═══ SUPPLIED DATA ═══

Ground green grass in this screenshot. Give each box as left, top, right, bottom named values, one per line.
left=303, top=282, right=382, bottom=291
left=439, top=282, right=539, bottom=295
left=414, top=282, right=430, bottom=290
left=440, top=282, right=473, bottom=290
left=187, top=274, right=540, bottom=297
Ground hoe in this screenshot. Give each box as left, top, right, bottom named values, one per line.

═══

HOW TO COMPLETE THIS TASK:
Give the data again exactly, line for line.

ANSWER SECTION:
Ground green grass in this screenshot. Give each box as left, top, right, bottom named values, one per line.
left=303, top=282, right=382, bottom=291
left=439, top=282, right=539, bottom=295
left=414, top=282, right=430, bottom=290
left=440, top=282, right=473, bottom=290
left=187, top=274, right=540, bottom=297
Ground hoe in this screenshot. Give each box as left, top, right, bottom named values, one per line.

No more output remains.